*Lista de tarefas*:
a) Com base no texto sobre a fome no mundo, explique em uma a três frases por que se afirma "Há fundamento nisso".
b) Dê prosseguimento ao texto sobre a fome no mundo a partir do ponto em que ele termina.

Em seu último relatório global sobre segurança alimentar e nutricional a Organização das Nações Unidas (ONU) reconheceu sua incompetência para lidar com a fome: no mundo de hoje bilhões de pessoas não têm acesso à alimentação adequada. Apenas em 2023, cerca de 735 milhões de pessoas, uma em cada cinco daquelas que vivem no continente africano, passaram fome.

A ONU atribui esta situação a fatalidades como o aquecimento global, as guerras, o desvio de recursos subtraídos de atividades produtivas para mercados especulativos, a degradação dos solos, a escassez e poluição da água e tudo aquilo que estimula o êxodo a migração e a discriminação persecutória aos desvalidos.

Há fundamento nisso. Afinal entre 2015 e 2019, cerca de 40% dos lucros multinacionais gerados em cadeias produtivas indispensáveis às economias nacionais acabaram transferidos para paraísos fiscais. Ali desaparecem, agregados aos lucros das petrolíferas, dos bancos, das indústrias de armamento e de tecnologias de ponta, entre outras que, rigorosamente, vêm contribuindo para a destruição de bens comuns, para a privatização de serviços públicos, para a concentração de riquezas e para a apropriação de territórios. Isto dá base às migrações forçadas, à geração de guetos e à proliferação daquilo que hoje se entende como as modernas zonas de sacrifício.

*Excertos de dados*:
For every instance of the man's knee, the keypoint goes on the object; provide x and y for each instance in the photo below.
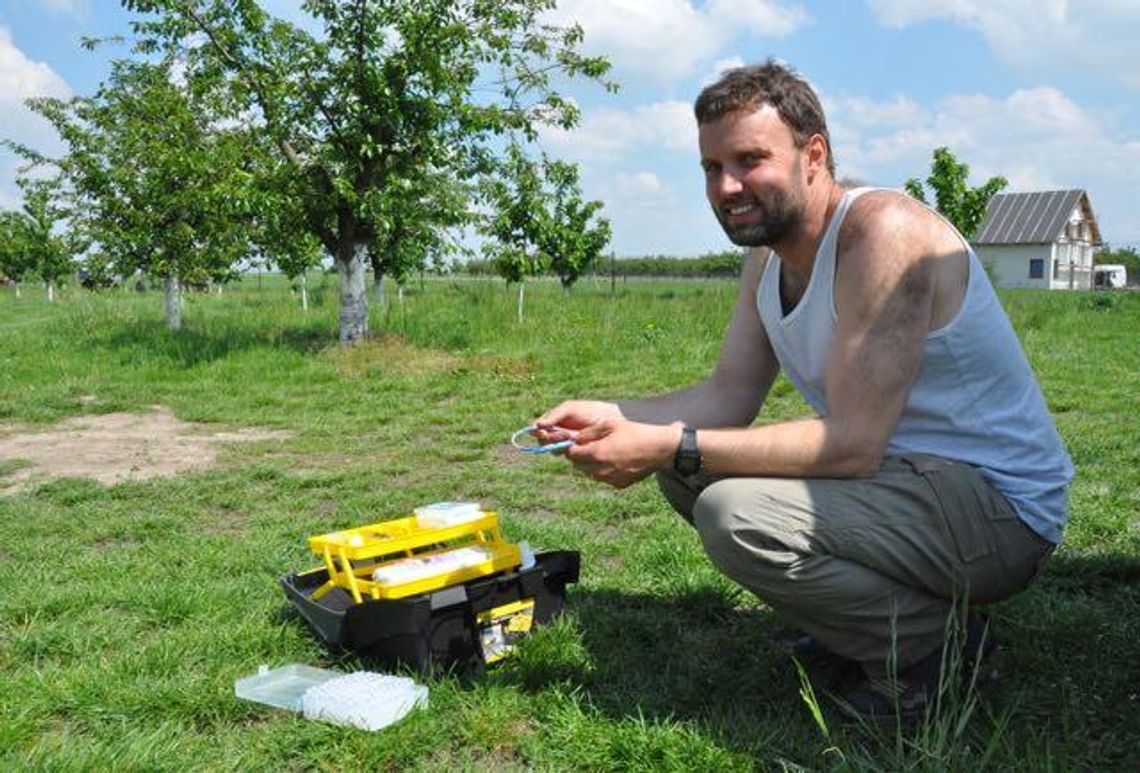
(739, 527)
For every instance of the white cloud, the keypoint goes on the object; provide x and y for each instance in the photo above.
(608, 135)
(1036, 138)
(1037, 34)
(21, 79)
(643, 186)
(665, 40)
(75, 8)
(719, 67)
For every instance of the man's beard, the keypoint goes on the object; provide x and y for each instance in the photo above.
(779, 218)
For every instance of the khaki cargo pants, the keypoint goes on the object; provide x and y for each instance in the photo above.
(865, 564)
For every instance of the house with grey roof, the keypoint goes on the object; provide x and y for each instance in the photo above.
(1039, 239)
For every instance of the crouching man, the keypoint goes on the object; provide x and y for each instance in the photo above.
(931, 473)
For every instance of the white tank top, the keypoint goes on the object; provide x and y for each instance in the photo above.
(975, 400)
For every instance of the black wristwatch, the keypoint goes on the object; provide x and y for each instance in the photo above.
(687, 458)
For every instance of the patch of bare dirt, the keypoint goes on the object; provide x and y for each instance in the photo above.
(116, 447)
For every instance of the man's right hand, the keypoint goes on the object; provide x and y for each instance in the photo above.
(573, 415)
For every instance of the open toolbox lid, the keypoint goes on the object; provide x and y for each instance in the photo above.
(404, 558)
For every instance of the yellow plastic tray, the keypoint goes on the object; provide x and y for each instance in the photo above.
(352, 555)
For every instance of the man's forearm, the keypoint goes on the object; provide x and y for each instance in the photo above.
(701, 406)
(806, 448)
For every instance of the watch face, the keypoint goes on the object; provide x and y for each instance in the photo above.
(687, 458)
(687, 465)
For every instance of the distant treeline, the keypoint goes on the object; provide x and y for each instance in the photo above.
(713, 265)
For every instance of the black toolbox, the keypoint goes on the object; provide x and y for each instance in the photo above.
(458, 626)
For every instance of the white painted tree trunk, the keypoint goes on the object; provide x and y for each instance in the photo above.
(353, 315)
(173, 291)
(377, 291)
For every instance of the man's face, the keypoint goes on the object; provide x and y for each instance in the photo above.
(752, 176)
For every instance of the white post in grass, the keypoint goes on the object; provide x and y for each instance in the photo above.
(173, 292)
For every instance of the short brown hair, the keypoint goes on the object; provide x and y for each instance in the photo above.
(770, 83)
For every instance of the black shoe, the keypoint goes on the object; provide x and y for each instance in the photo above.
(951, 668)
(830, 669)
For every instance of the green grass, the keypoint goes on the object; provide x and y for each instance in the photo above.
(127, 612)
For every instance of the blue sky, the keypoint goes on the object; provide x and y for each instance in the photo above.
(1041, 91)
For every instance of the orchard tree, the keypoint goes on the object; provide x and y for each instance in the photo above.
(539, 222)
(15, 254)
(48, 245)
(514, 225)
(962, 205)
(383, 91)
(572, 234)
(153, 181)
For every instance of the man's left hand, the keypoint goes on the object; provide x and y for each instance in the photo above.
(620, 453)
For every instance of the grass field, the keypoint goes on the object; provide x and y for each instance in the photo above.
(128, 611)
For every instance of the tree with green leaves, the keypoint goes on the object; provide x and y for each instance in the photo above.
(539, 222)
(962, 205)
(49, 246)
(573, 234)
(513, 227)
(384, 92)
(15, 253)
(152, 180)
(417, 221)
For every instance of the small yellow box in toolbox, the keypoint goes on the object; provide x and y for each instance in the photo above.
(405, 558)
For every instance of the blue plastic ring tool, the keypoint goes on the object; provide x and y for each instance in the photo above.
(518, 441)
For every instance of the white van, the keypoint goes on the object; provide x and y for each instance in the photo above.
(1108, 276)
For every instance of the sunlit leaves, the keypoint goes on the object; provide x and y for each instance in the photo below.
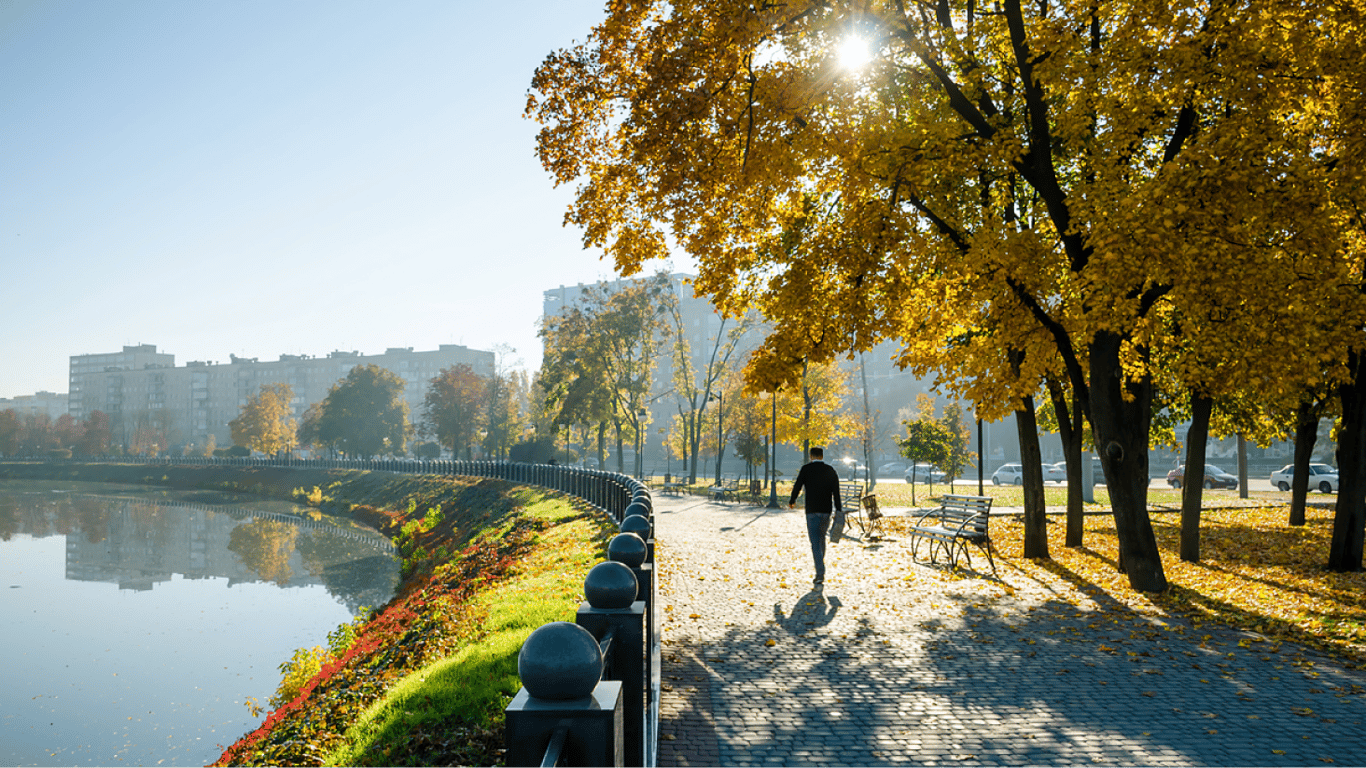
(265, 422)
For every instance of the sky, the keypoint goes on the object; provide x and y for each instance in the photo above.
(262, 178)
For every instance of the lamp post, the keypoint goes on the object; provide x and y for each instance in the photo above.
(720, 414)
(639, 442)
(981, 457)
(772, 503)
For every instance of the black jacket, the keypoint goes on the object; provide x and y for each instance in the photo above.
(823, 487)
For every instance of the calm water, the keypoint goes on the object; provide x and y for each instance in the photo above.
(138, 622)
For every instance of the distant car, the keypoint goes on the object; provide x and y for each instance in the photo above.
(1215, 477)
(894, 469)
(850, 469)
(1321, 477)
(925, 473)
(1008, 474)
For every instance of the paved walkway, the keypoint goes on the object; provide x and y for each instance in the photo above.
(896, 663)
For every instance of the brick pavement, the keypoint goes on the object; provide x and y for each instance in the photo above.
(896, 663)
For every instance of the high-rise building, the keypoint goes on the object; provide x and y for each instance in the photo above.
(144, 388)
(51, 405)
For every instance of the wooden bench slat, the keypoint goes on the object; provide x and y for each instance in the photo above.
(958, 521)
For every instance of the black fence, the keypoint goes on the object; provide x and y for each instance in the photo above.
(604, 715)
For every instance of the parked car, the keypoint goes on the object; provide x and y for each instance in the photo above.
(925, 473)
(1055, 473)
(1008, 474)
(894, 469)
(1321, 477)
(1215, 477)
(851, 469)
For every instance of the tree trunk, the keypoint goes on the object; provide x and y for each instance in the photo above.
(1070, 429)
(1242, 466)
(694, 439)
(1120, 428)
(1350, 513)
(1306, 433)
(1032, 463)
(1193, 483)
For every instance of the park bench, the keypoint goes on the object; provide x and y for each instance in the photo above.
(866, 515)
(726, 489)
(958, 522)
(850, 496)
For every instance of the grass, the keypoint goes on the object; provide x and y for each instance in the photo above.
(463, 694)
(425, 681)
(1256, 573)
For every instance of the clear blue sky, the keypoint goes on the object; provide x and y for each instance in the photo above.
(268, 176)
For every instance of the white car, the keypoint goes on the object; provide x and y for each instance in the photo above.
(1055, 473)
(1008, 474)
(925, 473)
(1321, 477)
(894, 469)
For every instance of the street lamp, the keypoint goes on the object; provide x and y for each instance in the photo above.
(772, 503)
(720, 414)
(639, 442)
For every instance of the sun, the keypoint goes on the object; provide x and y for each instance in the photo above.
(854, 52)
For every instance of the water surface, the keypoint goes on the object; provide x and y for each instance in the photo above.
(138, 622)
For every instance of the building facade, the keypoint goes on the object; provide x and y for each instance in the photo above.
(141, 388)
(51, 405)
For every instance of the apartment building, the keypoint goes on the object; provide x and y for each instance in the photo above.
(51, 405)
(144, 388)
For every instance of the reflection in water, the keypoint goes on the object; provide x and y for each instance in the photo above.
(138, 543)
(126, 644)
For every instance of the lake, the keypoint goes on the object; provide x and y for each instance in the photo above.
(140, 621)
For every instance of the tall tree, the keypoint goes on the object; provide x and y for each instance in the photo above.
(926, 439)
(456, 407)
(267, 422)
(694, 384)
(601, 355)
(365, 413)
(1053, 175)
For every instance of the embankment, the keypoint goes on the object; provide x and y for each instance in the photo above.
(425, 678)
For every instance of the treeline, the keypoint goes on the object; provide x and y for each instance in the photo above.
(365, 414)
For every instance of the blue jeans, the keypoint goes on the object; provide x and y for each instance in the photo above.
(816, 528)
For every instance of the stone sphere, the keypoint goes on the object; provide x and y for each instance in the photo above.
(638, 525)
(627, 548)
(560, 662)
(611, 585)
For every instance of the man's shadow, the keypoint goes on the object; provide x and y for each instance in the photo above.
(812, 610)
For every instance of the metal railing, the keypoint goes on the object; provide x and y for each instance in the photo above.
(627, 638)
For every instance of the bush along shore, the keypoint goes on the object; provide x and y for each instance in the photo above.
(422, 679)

*Resultados esperados*:
a) A atribuição feita pela ONU tem fundamento porque, entre 2015 e 2019, cerca de 40% dos lucros multinacionais gerados em cadeias produtivas indispensáveis às economias nacionais foram transferidos para paraísos fiscais. Lá, esses lucros se somam aos das petrolíferas, dos bancos, das indústrias de armamento e de tecnologias de ponta, entre outras, que vêm contribuindo para a destruição de bens comuns, a privatização de serviços públicos, a concentração de riquezas e a apropriação de territórios.

b)
Atendendo àqueles interesses, o fascismo avança, no Oriente Médio, na América Latina, na Europa e agora também nos EUA. Ontem Trump literalmente assumiu que pretende se apropriar de parte do Norte global. Querendo anexar aos EUA territórios menos afetados pelo calor, manifestou disposição de engolir o Canadá e a Groenlândia. E também disse que vai expulsar “não-americanos”, devolvendo os migrantes às suas regiões de origem.

Há nisso uma sinalização de que as formas abjetas de racismo evoluirão, ampliando a fome a miséria. Por estes e outros motivos se faz urgente discutir suas causas e possibilidades de enfrentamento.

Como limitações de espaço não permitem aqui detalhar esta discussão, vale lembrar que no Brasil os governos do PT  já retiraram este país por duas vezes, do mapa da fome. Na mais recente, 24,4 milhões de pessoas passaram a fazer refeições diárias (a insegurança alimentar severa caiu de 8% para 1,2% dos brasileiros). Apenas em 2023, perto de 8,7 milhões de pessoas saíram da situação de extrema pobreza, cuja proporção se reduziu de 5,9% para 4,4% da população.


Gráfico 1: Insegurança Alimentar no Brasil (2014-2023). Fonte: Mapa da Fome da ONU – O que é, Situação Atual no mundo e Brasil/ Reprodução

 


Tabela 1 - Avaliação de Programas de governo e casos de Insegurança Alimentar Grave e Moderada no Brasil. Fonte : Instituto Fome Zero - Evolução da Segurança Alimentar e Nutricional no Brasil: Indicadores macroeconômicos, preços de alimentos e perspectivas futuras. / Reprodução

Estes resultados se devem essencialmente à adoção de mecanismos de mercado, com a retomada de políticas compensatórias negligenciadas durante o governo Bolsonaro. Transferências de renda (Bolsa Família e outros), ampliação na oferta de empregos e elevação real no poder de compra do salário mínimo, além de investimentos da ordem de 18% do PIB. Nada de reformas estruturais ou de empoderamento da sociedade.  

Talvez por isso, ao final do segundo ano de governo, enquanto 35% da população percebe o atual governo Lula como ótimo ou bom, outros 34%, o considera ruim ou péssimo. Além disso, ao mesmo tempo em que “o mercado” e o congresso nacional se mantém ativamente empenhados em dificultar a implantação do projeto do governo, continuam sendo descobertos novos planos para assassinar Lula e outras lideranças fundamentais à recuperação de nossa democracia.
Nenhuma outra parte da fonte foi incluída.